* **Try it**
On every line of the listing, check for "bbox"; copy the lines that have it.

* **Records for this exercise**
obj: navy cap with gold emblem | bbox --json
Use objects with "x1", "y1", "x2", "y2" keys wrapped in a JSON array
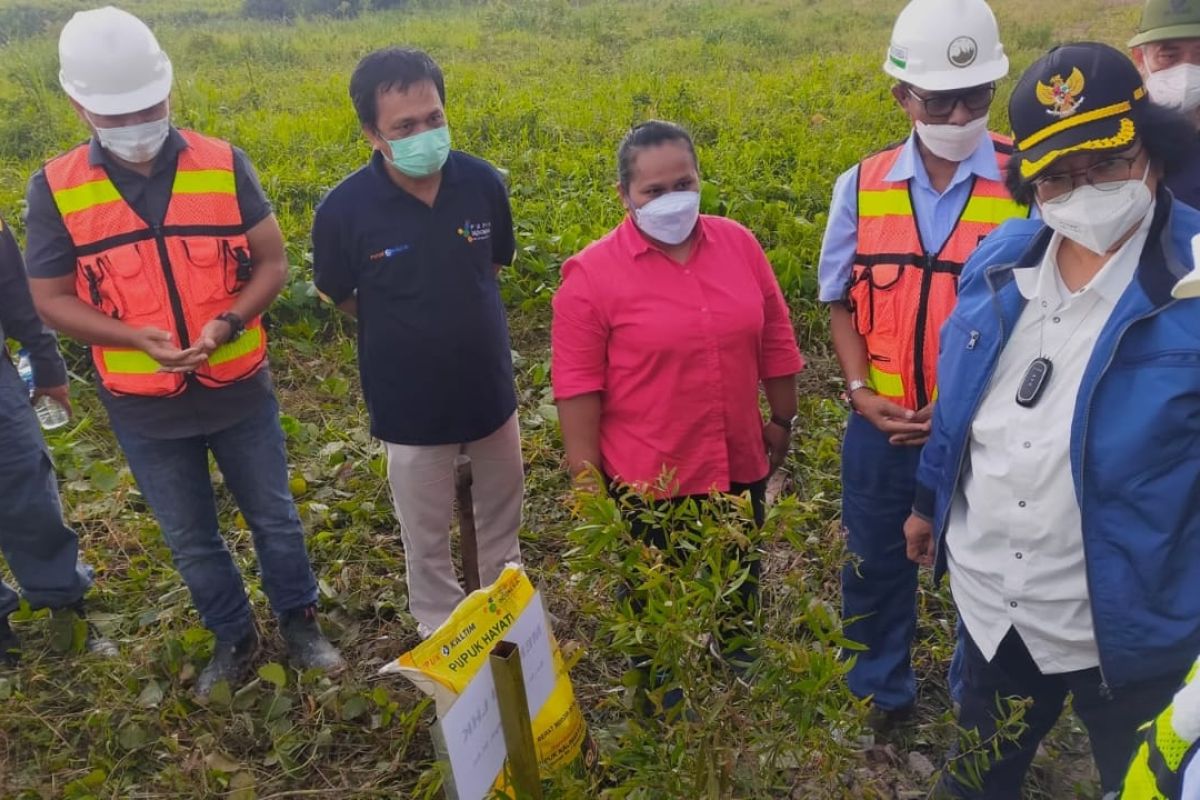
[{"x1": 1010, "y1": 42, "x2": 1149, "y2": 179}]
* * *
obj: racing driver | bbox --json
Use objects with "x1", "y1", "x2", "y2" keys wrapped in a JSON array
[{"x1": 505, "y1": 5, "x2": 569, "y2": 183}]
* * *
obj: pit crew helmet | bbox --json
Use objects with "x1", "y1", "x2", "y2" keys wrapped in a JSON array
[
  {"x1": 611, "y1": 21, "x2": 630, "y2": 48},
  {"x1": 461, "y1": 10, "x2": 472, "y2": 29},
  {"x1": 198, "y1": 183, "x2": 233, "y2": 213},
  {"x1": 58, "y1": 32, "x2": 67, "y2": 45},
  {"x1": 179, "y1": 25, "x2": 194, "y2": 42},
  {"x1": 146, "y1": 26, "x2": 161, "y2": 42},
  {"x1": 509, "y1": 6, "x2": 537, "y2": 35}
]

* **Task response**
obj: navy cap with gold emblem | bbox --json
obj: racing driver | bbox --json
obj: pit crew helmet | bbox --json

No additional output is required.